### Source passage
------------

Final Wishes: The Legal Options

One of the FamilyCare America experts answers your questions on end-of-life legal procedures.

A reader writes:

“My mother recently started the process of legal paperwork concerning her last wishes. We’ve heard that doctors could ‘interpret’ or challenge a legal document about someone’s final wishes. Is this true? Can an Advanced Treatment Directive be interpreted differently than intended? I don’t want this to happen to my mother, but I’m not sure that she feels comfortable granting all medical power to just one other person. Are there other options?”

Ken Faulkner, M.A. Clinical Ethics, M.Div, is a faculty member in the Department of Patient Counseling at Virginia Commonwealth University specializing in adult oncology, crisis intervention, and bereavement support. He responds:

“The questioner is concerned about that portion of advance directives known as the “Durable power of Attorney” for health care decisions. A little more background may help.

“Currently, all 50 states recognize some form of those legal documents that we call advance directives. In most states (with the exception of Alaska, Massachusetts, Michigan, and New York), advance directives contain two major parts. They include a “living will” section and a “durable power of attorney” section sometimes known also as a “health care proxy” for making decisions. (Alaska recognizes only living wills and the other three states recognize only the durable power of attorney.)

------------

### Information given
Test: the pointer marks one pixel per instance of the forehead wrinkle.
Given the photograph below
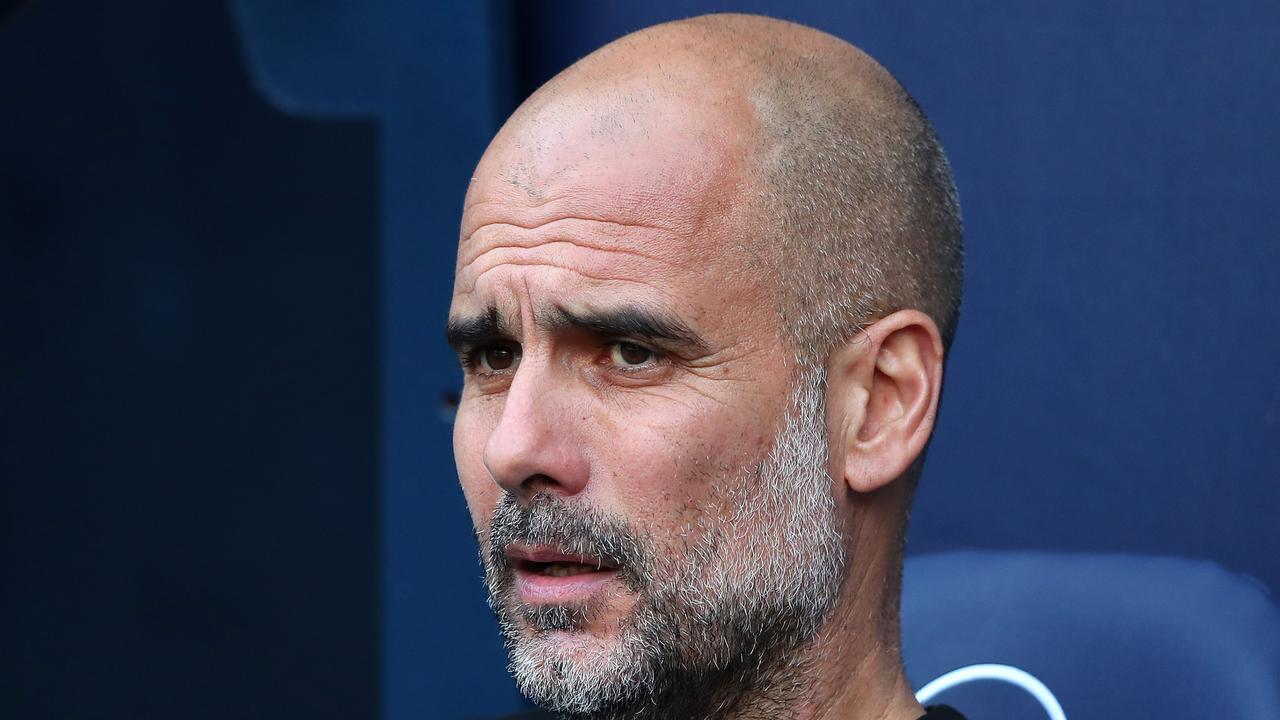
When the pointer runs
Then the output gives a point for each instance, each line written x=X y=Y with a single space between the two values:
x=563 y=245
x=553 y=223
x=530 y=220
x=470 y=287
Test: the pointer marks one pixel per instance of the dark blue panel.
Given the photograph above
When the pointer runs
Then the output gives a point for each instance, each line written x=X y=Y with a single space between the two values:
x=428 y=74
x=1114 y=382
x=187 y=386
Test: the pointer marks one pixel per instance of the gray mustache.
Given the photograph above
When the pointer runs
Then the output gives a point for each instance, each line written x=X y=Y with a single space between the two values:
x=570 y=528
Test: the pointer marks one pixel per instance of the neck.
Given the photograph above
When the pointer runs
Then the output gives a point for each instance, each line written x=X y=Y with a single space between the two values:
x=851 y=670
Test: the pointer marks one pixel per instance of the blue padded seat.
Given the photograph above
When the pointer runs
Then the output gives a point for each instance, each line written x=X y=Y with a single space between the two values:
x=1112 y=636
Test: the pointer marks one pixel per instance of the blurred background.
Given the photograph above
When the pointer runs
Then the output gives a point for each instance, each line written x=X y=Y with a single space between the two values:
x=225 y=254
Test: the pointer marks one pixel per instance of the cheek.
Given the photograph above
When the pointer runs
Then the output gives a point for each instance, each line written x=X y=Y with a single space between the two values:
x=470 y=433
x=671 y=469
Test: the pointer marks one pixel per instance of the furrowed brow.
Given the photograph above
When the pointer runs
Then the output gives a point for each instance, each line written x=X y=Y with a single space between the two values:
x=625 y=322
x=469 y=331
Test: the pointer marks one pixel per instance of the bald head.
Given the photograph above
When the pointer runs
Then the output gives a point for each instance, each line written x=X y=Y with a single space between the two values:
x=833 y=173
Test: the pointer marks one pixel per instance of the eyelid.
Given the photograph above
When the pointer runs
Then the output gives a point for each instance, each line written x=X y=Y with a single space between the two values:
x=471 y=363
x=658 y=355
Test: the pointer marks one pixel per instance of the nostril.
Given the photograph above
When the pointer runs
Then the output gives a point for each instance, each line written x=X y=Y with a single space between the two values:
x=538 y=482
x=449 y=401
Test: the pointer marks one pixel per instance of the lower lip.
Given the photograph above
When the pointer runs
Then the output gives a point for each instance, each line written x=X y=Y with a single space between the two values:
x=536 y=588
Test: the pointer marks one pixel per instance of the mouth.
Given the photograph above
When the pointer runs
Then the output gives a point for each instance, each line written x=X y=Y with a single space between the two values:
x=545 y=575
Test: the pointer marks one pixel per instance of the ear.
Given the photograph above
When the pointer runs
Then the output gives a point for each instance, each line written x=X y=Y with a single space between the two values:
x=882 y=397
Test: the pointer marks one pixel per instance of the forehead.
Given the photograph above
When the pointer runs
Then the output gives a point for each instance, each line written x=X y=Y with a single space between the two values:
x=640 y=188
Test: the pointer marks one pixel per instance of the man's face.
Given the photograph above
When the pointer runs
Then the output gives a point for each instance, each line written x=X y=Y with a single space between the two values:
x=617 y=438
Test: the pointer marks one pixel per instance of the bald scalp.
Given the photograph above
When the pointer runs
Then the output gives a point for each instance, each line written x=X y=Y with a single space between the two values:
x=855 y=212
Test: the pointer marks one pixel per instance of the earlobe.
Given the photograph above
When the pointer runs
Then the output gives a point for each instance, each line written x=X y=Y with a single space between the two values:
x=882 y=397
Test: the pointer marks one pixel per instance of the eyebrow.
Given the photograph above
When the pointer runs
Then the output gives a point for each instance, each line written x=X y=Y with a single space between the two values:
x=467 y=332
x=631 y=320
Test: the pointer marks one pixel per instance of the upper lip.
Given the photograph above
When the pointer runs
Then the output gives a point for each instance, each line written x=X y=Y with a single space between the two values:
x=526 y=555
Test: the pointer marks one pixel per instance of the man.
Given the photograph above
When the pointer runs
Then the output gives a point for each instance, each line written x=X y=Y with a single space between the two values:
x=705 y=283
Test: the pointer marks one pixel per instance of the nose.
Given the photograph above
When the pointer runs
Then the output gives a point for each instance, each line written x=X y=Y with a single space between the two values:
x=536 y=445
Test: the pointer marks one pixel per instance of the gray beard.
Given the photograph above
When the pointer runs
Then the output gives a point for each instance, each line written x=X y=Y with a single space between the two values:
x=720 y=619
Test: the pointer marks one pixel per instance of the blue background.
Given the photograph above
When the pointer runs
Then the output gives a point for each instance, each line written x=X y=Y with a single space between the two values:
x=227 y=238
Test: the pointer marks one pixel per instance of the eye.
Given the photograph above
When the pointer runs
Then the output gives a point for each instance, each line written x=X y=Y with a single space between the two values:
x=497 y=358
x=630 y=355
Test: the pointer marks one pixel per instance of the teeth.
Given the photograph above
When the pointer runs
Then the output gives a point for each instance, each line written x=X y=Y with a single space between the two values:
x=566 y=569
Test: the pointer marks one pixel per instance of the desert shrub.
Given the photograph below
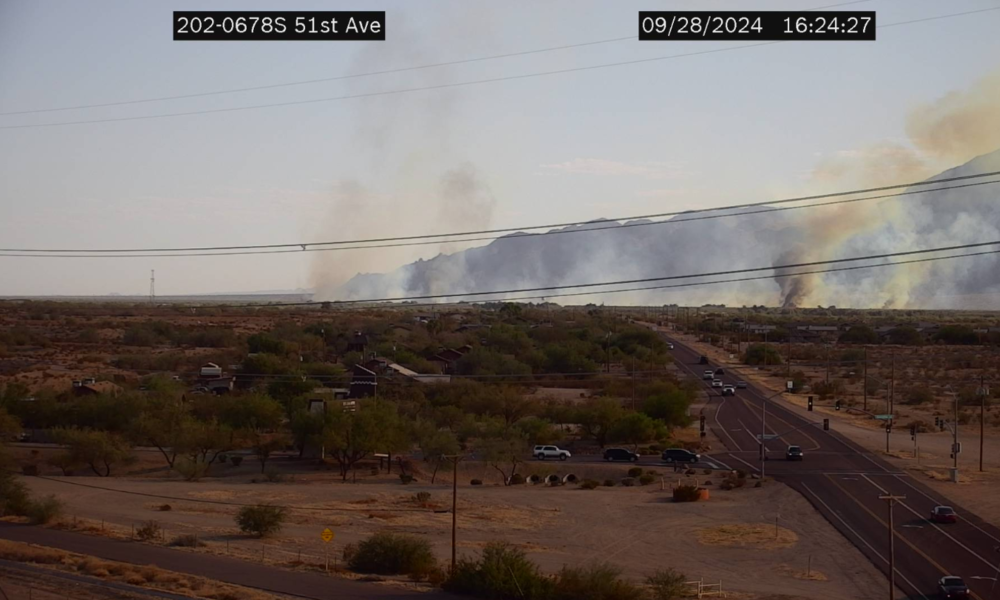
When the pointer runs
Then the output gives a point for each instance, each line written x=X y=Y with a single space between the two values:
x=387 y=553
x=187 y=541
x=686 y=493
x=150 y=530
x=191 y=470
x=502 y=572
x=595 y=582
x=666 y=584
x=261 y=519
x=44 y=510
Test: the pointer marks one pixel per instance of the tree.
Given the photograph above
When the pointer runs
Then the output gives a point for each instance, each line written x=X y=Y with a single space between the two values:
x=437 y=444
x=597 y=418
x=351 y=436
x=635 y=429
x=99 y=450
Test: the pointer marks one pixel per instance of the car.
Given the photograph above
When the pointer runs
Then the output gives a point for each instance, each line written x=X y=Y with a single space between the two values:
x=794 y=453
x=953 y=587
x=612 y=454
x=679 y=455
x=943 y=514
x=543 y=452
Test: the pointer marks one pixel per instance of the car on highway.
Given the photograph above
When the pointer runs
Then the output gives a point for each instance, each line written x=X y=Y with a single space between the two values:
x=679 y=455
x=543 y=452
x=943 y=514
x=612 y=454
x=794 y=453
x=953 y=587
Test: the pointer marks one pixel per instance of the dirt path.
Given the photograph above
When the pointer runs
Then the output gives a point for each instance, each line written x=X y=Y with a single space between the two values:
x=305 y=585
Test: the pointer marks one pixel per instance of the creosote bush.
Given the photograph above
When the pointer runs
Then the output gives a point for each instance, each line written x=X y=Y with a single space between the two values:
x=261 y=519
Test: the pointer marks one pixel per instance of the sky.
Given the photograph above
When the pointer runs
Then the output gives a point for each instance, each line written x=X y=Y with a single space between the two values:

------------

### Work instruction A
Copy the part of the end-of-life column starting with "Ken Faulkner, M.A." and going on through "power of attorney.)".
### Work instruction B
Answer these questions from the end-of-life column:
(i) At which university is Ken Faulkner a faculty member?
(ii) How many states recognize some form of advance directives?
(iii) Which state recognizes only living wills?
Answer from the end-of-life column alone.

### Exercise answer A
Ken Faulkner, M.A. Clinical Ethics, M.Div, is a faculty member in the Department of Patient Counseling at Virginia Commonwealth University specializing in adult oncology, crisis intervention, and bereavement support. He responds:

“The questioner is concerned about that portion of advance directives known as the “Durable power of Attorney” for health care decisions. A little more background may help.

“Currently, all 50 states recognize some form of those legal documents that we call advance directives. In most states (with the exception of Alaska, Massachusetts, Michigan, and New York), advance directives contain two major parts. They include a “living will” section and a “durable power of attorney” section sometimes known also as a “health care proxy” for making decisions. (Alaska recognizes only living wills and the other three states recognize only the durable power of attorney.)

### Exercise answer B
(i) Virginia Commonwealth University
(ii) All 50 states
(iii) Alaska